[Instrução 1]: Transcreva o trecho do texto sobre a subida dos juros que começa em "Em vez de seguir" e vai até "formadores de preço.".

Em vez de seguir os exemplos históricos bem
sucedidos -- como os dos EUA
e do Canadá
da década de 1980, da Nova
Zelândia da década de 1990, e do próprio Brasil
em 2003 --, que é subir os juros de uma só vez e em grande escala -- o que ao
menos geraria um choque de expectativas --, o BC opta por adotar o gradualismo,
subindo os juros de maneira lenta e parcimoniosa, com aumentos tímidos de 0,5
ponto percentual por reunião, fazendo com que não haja nenhuma alteração nas
expectativas dos agentes formadores de preço.

Gráfico
10: evolução da taxa básica de juros
O atual processo de subida lenta e gradual dos juros -- que fez com que os
juros praticamente dobrassem em dois anos e meio -- foi o suficiente pra gerar
uma recessão mas ainda não foi o suficiente pra debelar a carestia. Para se debelar carestia com juros, a subida
nos juros tem de ser forte e de uma vez só.

Trecho de um conjunto de dados

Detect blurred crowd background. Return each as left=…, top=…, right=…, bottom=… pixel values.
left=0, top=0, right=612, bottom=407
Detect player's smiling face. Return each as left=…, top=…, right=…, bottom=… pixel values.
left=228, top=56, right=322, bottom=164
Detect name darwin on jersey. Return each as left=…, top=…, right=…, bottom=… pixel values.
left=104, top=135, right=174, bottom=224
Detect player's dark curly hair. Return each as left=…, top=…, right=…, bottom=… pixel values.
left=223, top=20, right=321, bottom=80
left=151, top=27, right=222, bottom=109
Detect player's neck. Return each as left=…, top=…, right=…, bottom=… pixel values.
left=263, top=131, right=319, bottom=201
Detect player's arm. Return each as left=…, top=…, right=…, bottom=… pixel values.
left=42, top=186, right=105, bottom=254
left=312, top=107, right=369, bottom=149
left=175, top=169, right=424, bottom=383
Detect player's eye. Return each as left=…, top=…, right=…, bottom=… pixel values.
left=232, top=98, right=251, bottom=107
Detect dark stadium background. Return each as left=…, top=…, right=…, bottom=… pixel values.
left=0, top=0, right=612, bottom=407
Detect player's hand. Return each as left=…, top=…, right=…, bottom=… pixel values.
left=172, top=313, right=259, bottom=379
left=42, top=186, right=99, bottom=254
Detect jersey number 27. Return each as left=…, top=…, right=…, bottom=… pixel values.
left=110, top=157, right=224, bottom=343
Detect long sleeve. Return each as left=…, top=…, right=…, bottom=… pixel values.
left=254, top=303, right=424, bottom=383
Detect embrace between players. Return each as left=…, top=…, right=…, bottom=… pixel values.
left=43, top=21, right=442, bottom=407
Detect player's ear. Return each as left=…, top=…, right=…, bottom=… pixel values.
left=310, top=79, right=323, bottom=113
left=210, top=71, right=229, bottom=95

[Instrução 2]: Converta em uma lista JSON de strings, com um item para cada linha e sem as linhas em branco, a parte dos registros acima que vai da linha com "Detect dark stadium", incluída, até o fim dos registros.

[Resposta esperada 1]:
Em vez de seguir os exemplos históricos bem
sucedidos -- como os dos EUA
e do Canadá
da década de 1980, da Nova
Zelândia da década de 1990, e do próprio Brasil
em 2003 --, que é subir os juros de uma só vez e em grande escala -- o que ao
menos geraria um choque de expectativas --, o BC opta por adotar o gradualismo,
subindo os juros de maneira lenta e parcimoniosa, com aumentos tímidos de 0,5
ponto percentual por reunião, fazendo com que não haja nenhuma alteração nas
expectativas dos agentes formadores de preço.

[Resposta esperada 2]:
[
  "Detect dark stadium background. Return each as left=…, top=…, right=…, bottom=… pixel values.",
  "left=0, top=0, right=612, bottom=407",
  "Detect player's hand. Return each as left=…, top=…, right=…, bottom=… pixel values.",
  "left=172, top=313, right=259, bottom=379",
  "left=42, top=186, right=99, bottom=254",
  "Detect jersey number 27. Return each as left=…, top=…, right=…, bottom=… pixel values.",
  "left=110, top=157, right=224, bottom=343",
  "Detect long sleeve. Return each as left=…, top=…, right=…, bottom=… pixel values.",
  "left=254, top=303, right=424, bottom=383",
  "Detect embrace between players. Return each as left=…, top=…, right=…, bottom=… pixel values.",
  "left=43, top=21, right=442, bottom=407",
  "Detect player's ear. Return each as left=…, top=…, right=…, bottom=… pixel values.",
  "left=310, top=79, right=323, bottom=113",
  "left=210, top=71, right=229, bottom=95"
]